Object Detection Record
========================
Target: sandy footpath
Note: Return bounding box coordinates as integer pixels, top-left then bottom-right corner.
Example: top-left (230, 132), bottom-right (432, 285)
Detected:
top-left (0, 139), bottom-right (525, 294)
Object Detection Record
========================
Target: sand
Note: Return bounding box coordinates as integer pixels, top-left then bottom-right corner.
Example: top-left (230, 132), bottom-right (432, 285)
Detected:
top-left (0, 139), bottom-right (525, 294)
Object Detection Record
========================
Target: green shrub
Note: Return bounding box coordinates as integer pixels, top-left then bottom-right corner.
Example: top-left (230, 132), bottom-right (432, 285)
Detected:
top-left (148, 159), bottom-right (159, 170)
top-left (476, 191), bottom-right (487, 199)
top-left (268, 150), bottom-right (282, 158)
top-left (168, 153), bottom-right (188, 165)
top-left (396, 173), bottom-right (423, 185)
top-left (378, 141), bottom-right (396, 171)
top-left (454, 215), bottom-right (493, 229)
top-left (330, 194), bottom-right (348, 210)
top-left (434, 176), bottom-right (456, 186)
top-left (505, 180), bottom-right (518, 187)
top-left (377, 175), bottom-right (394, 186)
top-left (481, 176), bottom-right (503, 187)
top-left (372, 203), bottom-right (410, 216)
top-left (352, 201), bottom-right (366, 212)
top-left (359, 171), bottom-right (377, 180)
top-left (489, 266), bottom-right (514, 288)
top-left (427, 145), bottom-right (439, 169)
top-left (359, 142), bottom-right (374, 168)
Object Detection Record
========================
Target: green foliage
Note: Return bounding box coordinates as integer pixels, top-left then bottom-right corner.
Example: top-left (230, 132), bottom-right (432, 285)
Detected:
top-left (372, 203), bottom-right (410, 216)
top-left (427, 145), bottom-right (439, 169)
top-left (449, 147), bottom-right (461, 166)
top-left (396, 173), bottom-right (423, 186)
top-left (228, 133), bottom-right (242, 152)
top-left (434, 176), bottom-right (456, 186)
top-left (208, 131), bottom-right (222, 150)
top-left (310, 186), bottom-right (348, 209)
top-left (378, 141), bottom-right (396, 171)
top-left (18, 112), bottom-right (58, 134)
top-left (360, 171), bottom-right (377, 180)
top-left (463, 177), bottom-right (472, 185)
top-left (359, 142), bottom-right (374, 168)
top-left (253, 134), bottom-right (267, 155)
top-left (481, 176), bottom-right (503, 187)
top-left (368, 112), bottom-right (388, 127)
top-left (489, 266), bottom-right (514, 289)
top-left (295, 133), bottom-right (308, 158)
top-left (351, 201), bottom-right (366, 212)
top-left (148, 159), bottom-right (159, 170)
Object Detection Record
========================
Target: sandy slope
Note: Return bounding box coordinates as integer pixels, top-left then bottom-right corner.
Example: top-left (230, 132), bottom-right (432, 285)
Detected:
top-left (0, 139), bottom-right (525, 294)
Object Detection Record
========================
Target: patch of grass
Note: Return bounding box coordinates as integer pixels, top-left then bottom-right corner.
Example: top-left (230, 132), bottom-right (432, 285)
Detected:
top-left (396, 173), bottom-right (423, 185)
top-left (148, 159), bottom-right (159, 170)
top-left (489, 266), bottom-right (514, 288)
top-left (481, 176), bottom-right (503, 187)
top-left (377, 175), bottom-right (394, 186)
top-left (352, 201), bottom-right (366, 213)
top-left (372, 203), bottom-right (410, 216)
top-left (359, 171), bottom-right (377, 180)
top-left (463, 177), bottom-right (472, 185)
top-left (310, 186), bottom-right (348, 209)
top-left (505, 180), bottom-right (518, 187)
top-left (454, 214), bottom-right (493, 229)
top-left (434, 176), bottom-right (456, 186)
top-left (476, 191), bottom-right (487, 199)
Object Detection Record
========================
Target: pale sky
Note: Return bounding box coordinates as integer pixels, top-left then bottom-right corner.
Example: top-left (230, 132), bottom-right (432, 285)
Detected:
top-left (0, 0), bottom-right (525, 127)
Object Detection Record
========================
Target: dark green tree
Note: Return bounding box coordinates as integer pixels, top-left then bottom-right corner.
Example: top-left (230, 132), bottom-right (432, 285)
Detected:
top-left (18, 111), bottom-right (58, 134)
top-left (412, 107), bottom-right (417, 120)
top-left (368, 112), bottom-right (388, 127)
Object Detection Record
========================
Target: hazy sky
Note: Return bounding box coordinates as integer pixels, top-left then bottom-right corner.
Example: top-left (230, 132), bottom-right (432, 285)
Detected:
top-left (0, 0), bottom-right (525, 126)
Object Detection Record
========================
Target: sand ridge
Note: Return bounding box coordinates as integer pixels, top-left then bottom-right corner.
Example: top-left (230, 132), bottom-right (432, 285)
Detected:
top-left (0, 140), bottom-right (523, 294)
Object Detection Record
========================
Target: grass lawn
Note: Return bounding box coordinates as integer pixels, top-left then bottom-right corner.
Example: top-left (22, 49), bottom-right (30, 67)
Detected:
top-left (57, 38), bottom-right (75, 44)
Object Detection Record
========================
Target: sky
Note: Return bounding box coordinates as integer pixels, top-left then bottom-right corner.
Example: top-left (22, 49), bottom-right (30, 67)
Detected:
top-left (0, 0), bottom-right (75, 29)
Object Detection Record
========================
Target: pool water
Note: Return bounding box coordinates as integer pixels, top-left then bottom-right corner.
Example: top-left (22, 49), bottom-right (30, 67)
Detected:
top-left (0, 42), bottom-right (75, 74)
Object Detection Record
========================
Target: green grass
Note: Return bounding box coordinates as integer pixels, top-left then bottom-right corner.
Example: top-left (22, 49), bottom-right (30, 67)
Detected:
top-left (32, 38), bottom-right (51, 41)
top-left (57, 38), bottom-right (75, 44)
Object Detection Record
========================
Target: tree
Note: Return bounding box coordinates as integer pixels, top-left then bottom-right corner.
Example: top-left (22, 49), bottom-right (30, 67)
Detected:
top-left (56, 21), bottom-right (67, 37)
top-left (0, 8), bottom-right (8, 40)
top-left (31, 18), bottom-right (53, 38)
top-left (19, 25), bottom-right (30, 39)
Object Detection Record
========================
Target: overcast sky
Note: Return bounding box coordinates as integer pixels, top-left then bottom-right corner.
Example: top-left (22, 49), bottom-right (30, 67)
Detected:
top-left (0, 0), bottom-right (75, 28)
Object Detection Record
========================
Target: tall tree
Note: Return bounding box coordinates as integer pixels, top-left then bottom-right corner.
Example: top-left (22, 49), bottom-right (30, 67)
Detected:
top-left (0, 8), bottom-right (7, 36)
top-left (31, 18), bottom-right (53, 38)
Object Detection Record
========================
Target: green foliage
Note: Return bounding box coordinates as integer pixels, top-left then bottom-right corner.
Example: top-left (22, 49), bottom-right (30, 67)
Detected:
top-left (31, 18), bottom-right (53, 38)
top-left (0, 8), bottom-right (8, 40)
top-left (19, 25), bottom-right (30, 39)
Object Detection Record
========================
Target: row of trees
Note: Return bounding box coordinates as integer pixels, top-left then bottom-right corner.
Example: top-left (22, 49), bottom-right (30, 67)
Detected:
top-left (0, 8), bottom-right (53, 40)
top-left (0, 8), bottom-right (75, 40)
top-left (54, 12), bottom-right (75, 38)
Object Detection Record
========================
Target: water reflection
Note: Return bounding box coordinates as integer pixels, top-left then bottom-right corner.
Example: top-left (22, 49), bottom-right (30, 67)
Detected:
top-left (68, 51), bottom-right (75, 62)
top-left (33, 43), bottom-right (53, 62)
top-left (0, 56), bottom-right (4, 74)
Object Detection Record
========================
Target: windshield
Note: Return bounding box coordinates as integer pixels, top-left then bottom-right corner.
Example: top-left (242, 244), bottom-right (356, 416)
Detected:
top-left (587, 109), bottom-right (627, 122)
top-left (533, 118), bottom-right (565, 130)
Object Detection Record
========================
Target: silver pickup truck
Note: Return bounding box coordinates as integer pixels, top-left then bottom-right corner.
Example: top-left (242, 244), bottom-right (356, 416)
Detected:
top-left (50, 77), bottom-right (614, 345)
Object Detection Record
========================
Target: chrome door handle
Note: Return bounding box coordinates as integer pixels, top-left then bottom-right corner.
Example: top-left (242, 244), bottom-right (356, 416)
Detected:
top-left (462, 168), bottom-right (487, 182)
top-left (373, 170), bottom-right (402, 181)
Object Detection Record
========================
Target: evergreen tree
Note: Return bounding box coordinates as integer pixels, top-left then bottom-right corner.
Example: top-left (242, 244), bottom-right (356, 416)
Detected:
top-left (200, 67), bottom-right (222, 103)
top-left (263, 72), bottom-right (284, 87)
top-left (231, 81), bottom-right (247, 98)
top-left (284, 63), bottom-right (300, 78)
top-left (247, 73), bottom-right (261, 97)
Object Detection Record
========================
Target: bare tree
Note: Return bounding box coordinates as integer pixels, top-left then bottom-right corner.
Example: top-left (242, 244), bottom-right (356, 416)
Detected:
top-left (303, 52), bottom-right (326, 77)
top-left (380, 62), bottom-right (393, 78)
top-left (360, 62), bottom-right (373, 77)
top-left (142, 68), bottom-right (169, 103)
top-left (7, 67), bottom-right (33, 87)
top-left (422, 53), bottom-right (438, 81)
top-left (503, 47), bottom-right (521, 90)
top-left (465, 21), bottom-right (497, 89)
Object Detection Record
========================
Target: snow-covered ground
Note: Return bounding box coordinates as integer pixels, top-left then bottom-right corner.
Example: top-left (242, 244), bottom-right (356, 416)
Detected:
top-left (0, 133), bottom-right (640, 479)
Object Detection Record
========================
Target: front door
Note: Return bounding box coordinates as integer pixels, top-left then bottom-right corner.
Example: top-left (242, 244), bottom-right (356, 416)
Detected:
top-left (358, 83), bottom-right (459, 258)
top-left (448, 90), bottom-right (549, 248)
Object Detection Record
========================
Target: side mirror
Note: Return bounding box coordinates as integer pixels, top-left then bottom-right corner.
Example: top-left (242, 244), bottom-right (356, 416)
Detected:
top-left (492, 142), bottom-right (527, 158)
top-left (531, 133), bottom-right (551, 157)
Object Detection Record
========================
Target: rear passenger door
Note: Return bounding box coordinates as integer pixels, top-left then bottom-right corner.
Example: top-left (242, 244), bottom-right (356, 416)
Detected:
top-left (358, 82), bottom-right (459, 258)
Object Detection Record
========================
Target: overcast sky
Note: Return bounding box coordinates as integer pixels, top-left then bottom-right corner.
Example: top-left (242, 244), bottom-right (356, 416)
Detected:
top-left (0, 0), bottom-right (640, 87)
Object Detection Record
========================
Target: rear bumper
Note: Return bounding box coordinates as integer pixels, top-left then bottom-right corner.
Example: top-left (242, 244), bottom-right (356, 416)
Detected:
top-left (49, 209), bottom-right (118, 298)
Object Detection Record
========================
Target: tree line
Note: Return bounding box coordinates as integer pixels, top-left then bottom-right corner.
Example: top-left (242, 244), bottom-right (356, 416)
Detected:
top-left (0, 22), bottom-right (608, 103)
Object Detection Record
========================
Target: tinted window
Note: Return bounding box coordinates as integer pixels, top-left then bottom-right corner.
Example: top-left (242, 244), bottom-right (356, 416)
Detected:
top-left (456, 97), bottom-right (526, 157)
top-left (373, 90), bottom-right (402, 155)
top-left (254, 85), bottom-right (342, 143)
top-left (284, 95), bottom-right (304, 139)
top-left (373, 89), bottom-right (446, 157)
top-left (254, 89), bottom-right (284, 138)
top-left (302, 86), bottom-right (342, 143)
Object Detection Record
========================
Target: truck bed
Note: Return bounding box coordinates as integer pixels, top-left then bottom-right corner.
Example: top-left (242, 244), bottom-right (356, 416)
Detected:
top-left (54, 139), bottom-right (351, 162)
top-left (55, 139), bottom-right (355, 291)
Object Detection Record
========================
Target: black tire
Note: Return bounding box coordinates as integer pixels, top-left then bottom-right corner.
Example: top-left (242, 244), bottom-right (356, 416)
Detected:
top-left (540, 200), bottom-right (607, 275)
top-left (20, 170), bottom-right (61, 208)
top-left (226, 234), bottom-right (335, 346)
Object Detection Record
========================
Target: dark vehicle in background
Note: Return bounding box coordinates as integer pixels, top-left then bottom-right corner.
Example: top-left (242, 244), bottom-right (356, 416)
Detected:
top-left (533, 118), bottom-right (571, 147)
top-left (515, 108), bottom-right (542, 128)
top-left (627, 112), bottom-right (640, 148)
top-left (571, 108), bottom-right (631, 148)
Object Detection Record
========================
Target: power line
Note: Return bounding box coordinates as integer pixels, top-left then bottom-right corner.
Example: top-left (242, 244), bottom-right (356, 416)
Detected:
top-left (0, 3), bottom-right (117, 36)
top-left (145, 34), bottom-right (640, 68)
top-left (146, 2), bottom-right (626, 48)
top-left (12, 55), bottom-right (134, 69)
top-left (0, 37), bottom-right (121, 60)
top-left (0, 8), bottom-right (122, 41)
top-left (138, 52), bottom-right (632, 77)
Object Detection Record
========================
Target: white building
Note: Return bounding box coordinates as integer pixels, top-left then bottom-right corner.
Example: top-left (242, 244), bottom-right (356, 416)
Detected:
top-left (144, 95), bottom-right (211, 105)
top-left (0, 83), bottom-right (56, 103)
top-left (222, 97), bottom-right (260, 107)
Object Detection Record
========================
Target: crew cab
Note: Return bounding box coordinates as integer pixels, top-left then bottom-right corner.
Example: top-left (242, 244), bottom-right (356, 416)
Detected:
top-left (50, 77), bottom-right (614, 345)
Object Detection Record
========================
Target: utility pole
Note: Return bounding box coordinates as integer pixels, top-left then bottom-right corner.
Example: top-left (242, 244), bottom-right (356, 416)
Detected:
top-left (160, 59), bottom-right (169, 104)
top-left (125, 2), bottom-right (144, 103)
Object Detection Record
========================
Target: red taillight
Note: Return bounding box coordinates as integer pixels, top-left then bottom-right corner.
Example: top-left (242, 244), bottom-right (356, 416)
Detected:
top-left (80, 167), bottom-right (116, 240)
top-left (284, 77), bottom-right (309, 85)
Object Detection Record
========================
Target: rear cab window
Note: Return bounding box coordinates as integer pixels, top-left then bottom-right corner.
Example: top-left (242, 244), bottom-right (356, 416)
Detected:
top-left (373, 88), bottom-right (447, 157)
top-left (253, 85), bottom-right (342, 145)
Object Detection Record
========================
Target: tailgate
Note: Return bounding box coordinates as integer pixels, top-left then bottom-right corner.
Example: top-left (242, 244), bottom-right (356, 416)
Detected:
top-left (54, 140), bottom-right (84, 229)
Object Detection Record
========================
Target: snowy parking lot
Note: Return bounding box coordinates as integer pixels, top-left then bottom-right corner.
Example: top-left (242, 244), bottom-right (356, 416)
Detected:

**Exercise goal:**
Which lines in the items above contain the word "truck"? Copy out each such line in full.

**Full solution:**
Target: silver pickup truck
Target: truck bed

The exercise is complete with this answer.